**LISTING:**
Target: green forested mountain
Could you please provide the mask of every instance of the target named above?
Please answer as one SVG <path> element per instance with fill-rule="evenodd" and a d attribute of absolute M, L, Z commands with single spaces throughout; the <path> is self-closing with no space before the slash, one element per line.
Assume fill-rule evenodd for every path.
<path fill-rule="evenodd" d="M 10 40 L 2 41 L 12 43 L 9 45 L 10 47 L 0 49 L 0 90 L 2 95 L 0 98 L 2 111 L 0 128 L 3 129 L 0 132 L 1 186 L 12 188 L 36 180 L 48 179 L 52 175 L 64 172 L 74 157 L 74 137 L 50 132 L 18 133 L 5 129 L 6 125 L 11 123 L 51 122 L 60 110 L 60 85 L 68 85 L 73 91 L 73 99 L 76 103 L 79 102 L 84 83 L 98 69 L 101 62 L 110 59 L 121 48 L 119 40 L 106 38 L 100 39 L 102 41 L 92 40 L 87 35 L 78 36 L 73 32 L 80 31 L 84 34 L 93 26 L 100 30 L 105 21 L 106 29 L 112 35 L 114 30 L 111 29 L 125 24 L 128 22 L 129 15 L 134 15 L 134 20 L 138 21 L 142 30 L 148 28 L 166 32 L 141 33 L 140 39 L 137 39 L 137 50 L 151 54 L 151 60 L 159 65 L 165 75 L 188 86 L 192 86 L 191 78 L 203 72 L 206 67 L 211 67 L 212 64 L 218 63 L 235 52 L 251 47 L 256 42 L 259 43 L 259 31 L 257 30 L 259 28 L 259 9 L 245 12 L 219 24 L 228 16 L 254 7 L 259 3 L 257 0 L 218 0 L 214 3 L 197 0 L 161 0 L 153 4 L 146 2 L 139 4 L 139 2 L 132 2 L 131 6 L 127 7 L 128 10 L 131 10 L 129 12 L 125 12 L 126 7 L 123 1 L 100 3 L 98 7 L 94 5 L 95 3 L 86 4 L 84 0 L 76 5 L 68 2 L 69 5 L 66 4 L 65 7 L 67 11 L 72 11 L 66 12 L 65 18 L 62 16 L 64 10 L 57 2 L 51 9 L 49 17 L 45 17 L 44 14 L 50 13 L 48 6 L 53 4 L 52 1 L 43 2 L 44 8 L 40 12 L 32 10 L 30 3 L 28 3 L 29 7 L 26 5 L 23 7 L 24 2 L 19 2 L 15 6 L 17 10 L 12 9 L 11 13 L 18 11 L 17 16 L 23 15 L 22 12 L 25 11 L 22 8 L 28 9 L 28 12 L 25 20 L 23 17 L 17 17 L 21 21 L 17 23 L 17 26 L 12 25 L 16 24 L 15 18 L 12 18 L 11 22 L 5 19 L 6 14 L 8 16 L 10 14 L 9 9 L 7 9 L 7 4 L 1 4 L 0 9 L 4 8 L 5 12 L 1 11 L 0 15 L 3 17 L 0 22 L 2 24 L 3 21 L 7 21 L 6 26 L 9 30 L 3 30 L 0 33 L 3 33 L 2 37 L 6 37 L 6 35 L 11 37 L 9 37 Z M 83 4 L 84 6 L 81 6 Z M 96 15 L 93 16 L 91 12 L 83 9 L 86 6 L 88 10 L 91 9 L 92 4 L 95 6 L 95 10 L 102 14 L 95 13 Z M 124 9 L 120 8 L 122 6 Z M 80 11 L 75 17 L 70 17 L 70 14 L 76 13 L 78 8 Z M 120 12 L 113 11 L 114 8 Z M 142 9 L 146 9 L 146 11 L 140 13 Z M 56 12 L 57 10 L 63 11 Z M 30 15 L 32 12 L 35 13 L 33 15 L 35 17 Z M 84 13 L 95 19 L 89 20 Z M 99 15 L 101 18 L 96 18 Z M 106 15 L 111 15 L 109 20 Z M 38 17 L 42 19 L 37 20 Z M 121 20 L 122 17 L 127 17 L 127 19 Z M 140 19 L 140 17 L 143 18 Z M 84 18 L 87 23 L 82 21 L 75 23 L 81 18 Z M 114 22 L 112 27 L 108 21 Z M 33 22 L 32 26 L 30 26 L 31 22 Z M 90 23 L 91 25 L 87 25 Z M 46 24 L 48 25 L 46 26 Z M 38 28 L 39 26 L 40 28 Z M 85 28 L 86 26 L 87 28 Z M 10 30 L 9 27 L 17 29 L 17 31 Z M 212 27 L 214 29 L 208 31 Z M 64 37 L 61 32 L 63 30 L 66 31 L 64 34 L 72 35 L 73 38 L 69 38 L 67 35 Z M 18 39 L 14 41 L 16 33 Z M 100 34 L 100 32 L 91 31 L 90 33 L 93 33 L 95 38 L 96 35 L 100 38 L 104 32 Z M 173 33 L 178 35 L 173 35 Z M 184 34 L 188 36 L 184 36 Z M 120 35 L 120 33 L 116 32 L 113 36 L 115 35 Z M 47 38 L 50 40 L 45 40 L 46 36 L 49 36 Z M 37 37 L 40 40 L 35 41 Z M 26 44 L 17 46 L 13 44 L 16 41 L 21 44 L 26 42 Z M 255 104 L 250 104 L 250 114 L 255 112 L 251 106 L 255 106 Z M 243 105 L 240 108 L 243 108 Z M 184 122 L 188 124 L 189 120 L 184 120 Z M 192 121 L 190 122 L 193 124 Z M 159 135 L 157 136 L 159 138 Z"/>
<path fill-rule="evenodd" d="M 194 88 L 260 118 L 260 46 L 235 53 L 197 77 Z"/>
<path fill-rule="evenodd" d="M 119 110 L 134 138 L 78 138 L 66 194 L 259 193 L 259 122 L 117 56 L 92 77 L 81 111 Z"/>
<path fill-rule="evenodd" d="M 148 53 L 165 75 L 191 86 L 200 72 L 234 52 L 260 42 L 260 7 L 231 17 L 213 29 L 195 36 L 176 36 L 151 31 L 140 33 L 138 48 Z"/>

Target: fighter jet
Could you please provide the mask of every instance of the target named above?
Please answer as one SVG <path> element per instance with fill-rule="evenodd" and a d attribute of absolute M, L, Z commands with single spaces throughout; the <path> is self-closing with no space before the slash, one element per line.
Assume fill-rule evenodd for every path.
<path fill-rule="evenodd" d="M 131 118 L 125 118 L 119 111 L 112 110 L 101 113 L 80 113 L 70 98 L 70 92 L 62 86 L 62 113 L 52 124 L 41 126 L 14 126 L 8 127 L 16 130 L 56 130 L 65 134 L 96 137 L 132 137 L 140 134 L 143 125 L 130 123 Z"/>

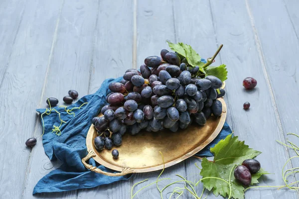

**EXERCISE DIRECTIONS:**
Could you repeat, character for character, the lines of the listing above from the line containing "Target: fighter jet" through the end of the listing, both included, with the pictures left out?

**OUTPUT FOR THIS EXERCISE:**
Target: fighter jet
Could you please provide the mask of every instance of the target named above?
Please answer as one SVG <path> element per instance with fill-rule="evenodd" and a d attribute of absolute M, L, Z commands with single spaces throughout; the <path> is self-closing with no space before the slash, one element per line.
Assume fill-rule evenodd for every path.
<path fill-rule="evenodd" d="M 131 118 L 125 118 L 119 111 L 112 110 L 101 113 L 80 113 L 70 98 L 70 92 L 62 86 L 62 113 L 52 124 L 41 126 L 14 126 L 8 127 L 16 130 L 56 130 L 65 134 L 96 137 L 132 137 L 140 134 L 143 125 L 130 123 Z"/>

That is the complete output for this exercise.